Provided records:
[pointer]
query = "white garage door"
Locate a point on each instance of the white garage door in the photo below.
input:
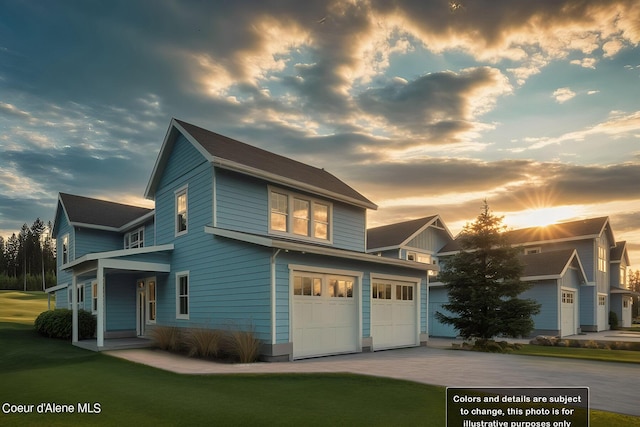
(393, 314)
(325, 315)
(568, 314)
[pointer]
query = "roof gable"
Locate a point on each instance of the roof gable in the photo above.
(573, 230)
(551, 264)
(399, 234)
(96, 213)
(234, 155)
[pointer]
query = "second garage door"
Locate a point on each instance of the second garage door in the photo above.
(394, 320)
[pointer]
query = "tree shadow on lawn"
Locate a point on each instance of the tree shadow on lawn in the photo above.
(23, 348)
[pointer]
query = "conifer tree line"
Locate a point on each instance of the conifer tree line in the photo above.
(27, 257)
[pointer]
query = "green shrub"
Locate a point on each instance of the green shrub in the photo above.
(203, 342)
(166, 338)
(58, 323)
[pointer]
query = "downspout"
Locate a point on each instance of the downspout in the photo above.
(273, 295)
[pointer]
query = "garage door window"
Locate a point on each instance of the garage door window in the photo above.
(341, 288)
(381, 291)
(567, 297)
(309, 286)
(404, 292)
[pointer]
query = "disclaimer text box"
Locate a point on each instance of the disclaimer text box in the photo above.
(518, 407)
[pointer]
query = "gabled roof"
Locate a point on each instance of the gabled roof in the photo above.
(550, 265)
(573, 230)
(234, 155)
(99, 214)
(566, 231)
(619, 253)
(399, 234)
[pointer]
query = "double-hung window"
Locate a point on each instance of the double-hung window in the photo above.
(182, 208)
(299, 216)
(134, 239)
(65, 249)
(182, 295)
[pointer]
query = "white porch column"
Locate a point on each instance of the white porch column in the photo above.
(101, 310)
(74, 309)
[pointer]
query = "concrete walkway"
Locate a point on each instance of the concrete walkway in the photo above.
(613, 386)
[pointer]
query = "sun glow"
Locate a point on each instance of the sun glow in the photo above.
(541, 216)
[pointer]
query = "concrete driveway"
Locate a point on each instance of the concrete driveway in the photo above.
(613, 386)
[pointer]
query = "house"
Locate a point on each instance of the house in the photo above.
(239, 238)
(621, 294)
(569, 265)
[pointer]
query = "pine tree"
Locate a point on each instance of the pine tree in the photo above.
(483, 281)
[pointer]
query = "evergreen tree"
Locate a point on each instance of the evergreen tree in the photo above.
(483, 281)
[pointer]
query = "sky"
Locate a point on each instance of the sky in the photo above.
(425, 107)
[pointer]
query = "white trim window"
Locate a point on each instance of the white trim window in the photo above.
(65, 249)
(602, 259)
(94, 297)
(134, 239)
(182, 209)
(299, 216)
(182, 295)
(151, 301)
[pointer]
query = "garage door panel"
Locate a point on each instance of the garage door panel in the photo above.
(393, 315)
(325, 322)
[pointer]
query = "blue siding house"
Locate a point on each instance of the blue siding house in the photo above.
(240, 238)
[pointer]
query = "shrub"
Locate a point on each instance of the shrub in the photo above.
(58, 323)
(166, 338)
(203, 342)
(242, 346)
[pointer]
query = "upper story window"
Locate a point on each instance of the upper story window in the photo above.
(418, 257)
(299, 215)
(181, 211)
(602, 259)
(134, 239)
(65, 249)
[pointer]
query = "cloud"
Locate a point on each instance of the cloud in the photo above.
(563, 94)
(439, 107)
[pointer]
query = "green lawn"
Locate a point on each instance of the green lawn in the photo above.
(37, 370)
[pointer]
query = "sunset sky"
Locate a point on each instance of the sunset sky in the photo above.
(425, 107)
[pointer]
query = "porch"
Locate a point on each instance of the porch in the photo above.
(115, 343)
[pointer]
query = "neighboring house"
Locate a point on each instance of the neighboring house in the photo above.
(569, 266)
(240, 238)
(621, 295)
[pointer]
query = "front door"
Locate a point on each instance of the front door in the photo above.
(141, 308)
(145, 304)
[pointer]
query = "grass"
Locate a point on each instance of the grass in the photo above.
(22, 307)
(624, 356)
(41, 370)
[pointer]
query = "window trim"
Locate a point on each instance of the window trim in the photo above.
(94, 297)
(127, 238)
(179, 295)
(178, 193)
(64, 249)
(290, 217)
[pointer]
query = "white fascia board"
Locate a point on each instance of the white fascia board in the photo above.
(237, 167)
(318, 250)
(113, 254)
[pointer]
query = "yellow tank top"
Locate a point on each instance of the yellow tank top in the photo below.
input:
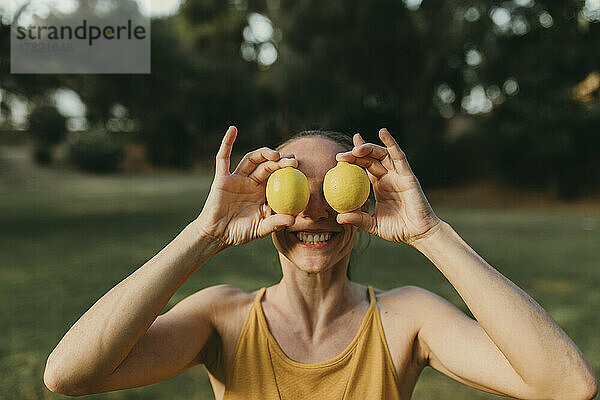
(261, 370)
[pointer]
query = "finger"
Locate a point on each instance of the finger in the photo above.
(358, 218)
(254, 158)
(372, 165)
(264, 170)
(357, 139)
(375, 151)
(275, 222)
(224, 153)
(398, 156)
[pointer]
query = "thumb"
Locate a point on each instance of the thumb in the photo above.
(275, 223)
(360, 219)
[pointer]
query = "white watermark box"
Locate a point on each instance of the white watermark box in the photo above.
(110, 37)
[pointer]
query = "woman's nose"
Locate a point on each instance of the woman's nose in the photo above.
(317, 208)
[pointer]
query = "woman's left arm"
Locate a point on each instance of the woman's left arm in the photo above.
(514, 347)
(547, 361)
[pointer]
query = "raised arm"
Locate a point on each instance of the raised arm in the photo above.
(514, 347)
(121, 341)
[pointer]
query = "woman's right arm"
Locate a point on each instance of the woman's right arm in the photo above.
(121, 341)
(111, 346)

Task prompt:
When a picture appears among the entries, skip it; transcribe everything else exactly.

Answer to the exercise:
[pointer]
query = "white garage door"
Locate a point on each instance of the white garage door in the photo below.
input:
(393, 314)
(325, 315)
(568, 314)
[pointer]
query = "roof gable"
Locate a point on each instance of the roof gable in the photo above.
(573, 230)
(551, 264)
(399, 234)
(96, 213)
(234, 155)
[pointer]
query = "second garage door"
Locate a point on each instance of the second garage door in the photo above.
(394, 320)
[pointer]
query = "tree shadow on lawn"
Locate a point on each instance of the tree shadow on lawn in the photo above.
(23, 348)
[pointer]
query = "conifer tree line"
Locate a point on each instance of the conifer tree line in the photo above.
(27, 257)
[pointer]
query = "green shrub"
Locate a point on each instance of the green shrub in the photo above.
(203, 342)
(166, 338)
(58, 323)
[pointer]
query = "downspout"
Locate a point on each instance of the downspout in the photo above.
(273, 295)
[pointer]
query = "garage door window"
Locate a point on each instance of the garage door window in the photo above.
(341, 288)
(381, 291)
(567, 297)
(309, 286)
(404, 292)
[pointer]
query = "disclaimer text box"
Locate a point on each instance of the disclaimer text box in the photo above.
(518, 407)
[pointer]
query = "gabled roof"
Locate a point on each instance of the gabled roof in the photo above.
(550, 265)
(573, 230)
(234, 155)
(99, 214)
(566, 231)
(619, 253)
(399, 234)
[pointer]
query = "double-hung window"
Locate a point on each instance of the double-hung window in the photo above.
(182, 208)
(299, 216)
(134, 239)
(65, 249)
(182, 295)
[pointer]
query = "white porch column"
Locate a point on each instance of the white porch column in the photo above.
(101, 310)
(74, 309)
[pointer]
query = "concrete walkway"
Locate a point on each instance of the concrete walkway in the photo above.
(613, 386)
[pointer]
query = "sun glow"
Locate a point on each instance of the sun glow in the photo above.
(541, 216)
[pointer]
query = "concrete driveway"
Locate a point on each instance of the concrete driveway in the photo above.
(613, 386)
[pointer]
query = "house"
Locate a point on each instance of the house in the photo above.
(239, 238)
(621, 294)
(569, 265)
[pointer]
query = "pine tree"
Locate a point on each instance of the pine tree in the photo above.
(483, 281)
[pointer]
query = "evergreen tree"
Locate a point on each instance of the evergreen tree in the photo above.
(483, 281)
[pointer]
query = "sky"
Locate a point on each instance of the sky in the photo above.
(425, 107)
[pointer]
query = "white trim window"
Locate a point on each instance of the white trim window in the photo above.
(65, 249)
(602, 259)
(94, 297)
(134, 239)
(182, 209)
(299, 216)
(182, 295)
(151, 301)
[pointer]
query = "garage door panel"
Locate a point on each instance of the garage door panel in the photo above.
(393, 315)
(325, 322)
[pointer]
query = "blue siding house"
Locate a point on each instance of the blue siding house in the photo above.
(240, 238)
[pointer]
query = "shrub"
Locate a point on each instance of the shrub in the photo above.
(58, 323)
(166, 338)
(203, 342)
(242, 346)
[pointer]
query = "upper story window"
Locate a point on each instance of the upper story window in the photo above.
(418, 257)
(299, 215)
(181, 211)
(602, 259)
(134, 239)
(65, 249)
[pointer]
query = "cloud"
Locate a point on each instance of the cloud in the photo above.
(563, 94)
(439, 107)
[pointer]
query = "green lawn"
Locate a point on each instance of the green lawn in the photo above.
(37, 370)
[pointer]
query = "sunset sky"
Locate a point on each instance of the sunset sky in the photo above.
(425, 107)
[pointer]
query = "porch"
Locate a point on each instance of the porch in the photo above.
(115, 343)
[pointer]
query = "neighboring house"
Locate a point on each instance of the neighboring house in the photo above.
(569, 266)
(240, 238)
(621, 295)
[pointer]
query = "front door"
Locate a point on each instance of the front door in the photo above.
(141, 308)
(145, 304)
[pointer]
query = "grass"
Locate a point on each instance of the grass in the photo above.
(22, 307)
(624, 356)
(41, 370)
[pointer]
query = "window trim"
Locate a point on each instance of the window trim in the photo above.
(94, 297)
(127, 238)
(179, 295)
(178, 193)
(64, 249)
(290, 217)
[pointer]
query = "white fascia board"
Locate a point on each instance of the white fascia board in the photo above.
(237, 167)
(318, 250)
(113, 254)
[pointer]
query = "yellow tank top"
Locate a point on each instance of the yellow tank top in the photo below.
input:
(261, 370)
[pointer]
query = "finger"
Locate a point on each instance of the finger in the photo above.
(358, 218)
(254, 158)
(372, 165)
(264, 170)
(357, 139)
(375, 151)
(275, 222)
(224, 153)
(398, 156)
[pointer]
query = "thumb"
Locate a point on each instance of the thumb in the photo above.
(275, 223)
(360, 219)
[pointer]
query = "white watermark box"
Locate a point on each instance of the white watermark box in the photo above.
(110, 37)
[pointer]
query = "woman's nose"
Locate a point on each instance of the woman's nose in the photo above.
(317, 208)
[pointer]
query = "woman's left arm"
Locate a point on each instance of the woman's left arm in the photo above.
(514, 347)
(547, 361)
[pointer]
query = "raised arm"
Locate a point on each instance of the raised arm in the photo above.
(514, 347)
(121, 341)
[pointer]
query = "woman's right arm"
Locate a point on each instance of the woman's right arm in the photo above.
(121, 341)
(111, 346)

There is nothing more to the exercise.